[Opening Data provided section]

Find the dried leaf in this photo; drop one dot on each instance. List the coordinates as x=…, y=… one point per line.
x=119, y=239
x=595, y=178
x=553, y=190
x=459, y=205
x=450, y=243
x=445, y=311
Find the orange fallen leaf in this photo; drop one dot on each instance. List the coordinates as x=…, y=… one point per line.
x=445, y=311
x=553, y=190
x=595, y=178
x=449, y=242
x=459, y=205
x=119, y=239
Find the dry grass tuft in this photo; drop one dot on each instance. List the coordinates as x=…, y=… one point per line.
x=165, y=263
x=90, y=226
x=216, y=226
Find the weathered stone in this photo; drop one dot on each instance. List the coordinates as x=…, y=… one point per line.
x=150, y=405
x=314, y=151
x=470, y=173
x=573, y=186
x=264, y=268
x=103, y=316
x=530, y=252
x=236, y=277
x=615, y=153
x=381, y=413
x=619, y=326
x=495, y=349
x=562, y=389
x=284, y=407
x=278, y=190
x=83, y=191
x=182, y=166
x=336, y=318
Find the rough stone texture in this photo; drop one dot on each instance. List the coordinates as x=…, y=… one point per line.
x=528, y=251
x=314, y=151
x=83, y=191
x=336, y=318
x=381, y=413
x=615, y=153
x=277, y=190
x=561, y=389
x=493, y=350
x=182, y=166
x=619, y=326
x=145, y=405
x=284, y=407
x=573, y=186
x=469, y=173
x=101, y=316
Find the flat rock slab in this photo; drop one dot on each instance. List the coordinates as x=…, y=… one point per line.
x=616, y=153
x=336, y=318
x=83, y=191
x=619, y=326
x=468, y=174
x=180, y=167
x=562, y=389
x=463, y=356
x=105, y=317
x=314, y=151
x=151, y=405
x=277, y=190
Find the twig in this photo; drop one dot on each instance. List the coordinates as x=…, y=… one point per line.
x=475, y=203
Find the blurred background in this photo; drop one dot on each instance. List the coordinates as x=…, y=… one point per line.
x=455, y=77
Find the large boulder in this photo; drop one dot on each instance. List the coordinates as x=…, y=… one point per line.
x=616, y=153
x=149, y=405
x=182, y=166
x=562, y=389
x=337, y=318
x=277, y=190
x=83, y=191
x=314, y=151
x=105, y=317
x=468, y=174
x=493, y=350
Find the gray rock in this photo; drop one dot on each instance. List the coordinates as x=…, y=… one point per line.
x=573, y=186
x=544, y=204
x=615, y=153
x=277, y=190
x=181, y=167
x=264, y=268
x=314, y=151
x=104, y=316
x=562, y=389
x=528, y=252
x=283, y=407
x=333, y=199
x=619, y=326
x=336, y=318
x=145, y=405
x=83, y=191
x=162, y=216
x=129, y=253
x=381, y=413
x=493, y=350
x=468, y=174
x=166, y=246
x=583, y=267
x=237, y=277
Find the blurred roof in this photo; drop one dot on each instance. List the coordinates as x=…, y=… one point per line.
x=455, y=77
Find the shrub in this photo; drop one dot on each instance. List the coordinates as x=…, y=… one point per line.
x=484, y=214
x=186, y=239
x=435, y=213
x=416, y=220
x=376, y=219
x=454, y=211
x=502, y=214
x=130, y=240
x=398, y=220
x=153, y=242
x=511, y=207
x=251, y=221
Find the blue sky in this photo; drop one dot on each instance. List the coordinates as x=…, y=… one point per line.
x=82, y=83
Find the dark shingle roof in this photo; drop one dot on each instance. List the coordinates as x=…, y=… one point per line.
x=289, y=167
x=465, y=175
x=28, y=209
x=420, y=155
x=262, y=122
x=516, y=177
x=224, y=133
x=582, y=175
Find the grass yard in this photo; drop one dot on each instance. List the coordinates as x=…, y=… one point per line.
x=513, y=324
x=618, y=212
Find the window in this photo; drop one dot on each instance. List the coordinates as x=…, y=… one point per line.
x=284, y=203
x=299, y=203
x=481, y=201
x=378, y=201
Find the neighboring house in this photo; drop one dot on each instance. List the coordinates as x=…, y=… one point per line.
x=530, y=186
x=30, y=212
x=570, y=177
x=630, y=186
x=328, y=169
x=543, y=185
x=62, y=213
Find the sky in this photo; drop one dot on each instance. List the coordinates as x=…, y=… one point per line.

[Closing Data provided section]

### What to produce
The data must be output in full, exactly as given.

### Solution to the problem
Find the dried leaf in this photo; drop one dot on each instance. List the coordinates as x=…, y=… one point per line.
x=119, y=239
x=595, y=178
x=553, y=190
x=459, y=205
x=450, y=243
x=445, y=311
Find the orange fallen leaf in this photo; drop one dot on each instance. List the coordinates as x=…, y=… one point per line.
x=445, y=311
x=553, y=190
x=595, y=178
x=449, y=242
x=459, y=205
x=119, y=239
Find the dry grass tuft in this photo; drop one dot on each instance. List the coordinates as x=…, y=… one point per line.
x=165, y=263
x=90, y=226
x=216, y=226
Find the weathered stone in this photo; drop one dot on each instance. List the coordinates as x=…, y=… one point per line.
x=150, y=405
x=314, y=151
x=470, y=173
x=573, y=186
x=264, y=268
x=103, y=316
x=530, y=252
x=236, y=277
x=615, y=153
x=381, y=413
x=619, y=326
x=495, y=349
x=562, y=389
x=284, y=407
x=278, y=190
x=83, y=191
x=182, y=166
x=336, y=318
Find the rough stone texture in this photo; drop one dot on each instance. List the coordinates as x=…, y=… one point per line.
x=528, y=251
x=314, y=151
x=83, y=191
x=336, y=318
x=381, y=413
x=615, y=153
x=277, y=190
x=561, y=389
x=493, y=350
x=182, y=166
x=619, y=326
x=145, y=405
x=284, y=407
x=573, y=186
x=469, y=173
x=101, y=316
Find the flat rock slab in this photo; drop one dot on each instance. List the coordinates as x=…, y=… one point per line.
x=616, y=153
x=336, y=318
x=83, y=191
x=619, y=326
x=468, y=174
x=180, y=167
x=562, y=389
x=463, y=356
x=105, y=317
x=314, y=151
x=151, y=405
x=277, y=190
Find the twig in this photo; drop one dot on each instance. List the coordinates as x=…, y=… one point per line.
x=475, y=203
Find the blurred background in this photo; drop one dot on each instance. List the coordinates as x=…, y=… one point per line.
x=455, y=77
Find the large boulder in this photo; drop one dot on each instance. List the coordinates as x=…, y=… one point per line.
x=616, y=153
x=149, y=405
x=182, y=166
x=562, y=389
x=337, y=318
x=277, y=190
x=83, y=191
x=314, y=151
x=105, y=317
x=468, y=174
x=493, y=350
Find the gray rock in this photo; drop one dot on each instance. List the coordinates as x=…, y=… one point per line.
x=573, y=186
x=544, y=204
x=615, y=153
x=277, y=190
x=181, y=167
x=264, y=268
x=314, y=151
x=104, y=316
x=562, y=389
x=528, y=252
x=283, y=407
x=333, y=199
x=619, y=326
x=336, y=318
x=145, y=405
x=83, y=191
x=162, y=216
x=129, y=253
x=381, y=413
x=493, y=350
x=468, y=174
x=166, y=246
x=583, y=267
x=237, y=277
Find the blurred roof in this photo; drop one dot on each instance. List the coordinates as x=…, y=… one point per line.
x=455, y=77
Find the shrub in this photo; drop one dot on each instance. List the coordinates as x=…, y=… one point per line.
x=484, y=214
x=186, y=239
x=435, y=213
x=416, y=220
x=376, y=219
x=454, y=211
x=502, y=214
x=130, y=240
x=398, y=220
x=153, y=242
x=511, y=207
x=251, y=221
Find the blue sky in this photo; drop one dot on each instance. List the coordinates as x=…, y=… one point per line.
x=82, y=83
Find the dark shingle roof in this photo; drop one dot on each instance. List the coordinates as x=…, y=… one point per line.
x=289, y=167
x=465, y=175
x=28, y=209
x=420, y=155
x=262, y=122
x=516, y=177
x=224, y=133
x=582, y=175
Find the grass yard in this photo; drop one dot on each instance. List the coordinates as x=…, y=… one point per line.
x=513, y=324
x=618, y=212
Find the window in this photo; drop one dot on each instance. List the coordinates as x=…, y=… one point per line.
x=284, y=203
x=299, y=203
x=481, y=201
x=378, y=201
Find the neighboring house in this photo; drop one dot on each instance. List the coordinates as x=…, y=… one point per line.
x=530, y=186
x=30, y=212
x=570, y=177
x=630, y=186
x=328, y=169
x=543, y=185
x=62, y=213
Find the sky in this photo; drop one dot on each instance. List the coordinates as x=…, y=… one point per line.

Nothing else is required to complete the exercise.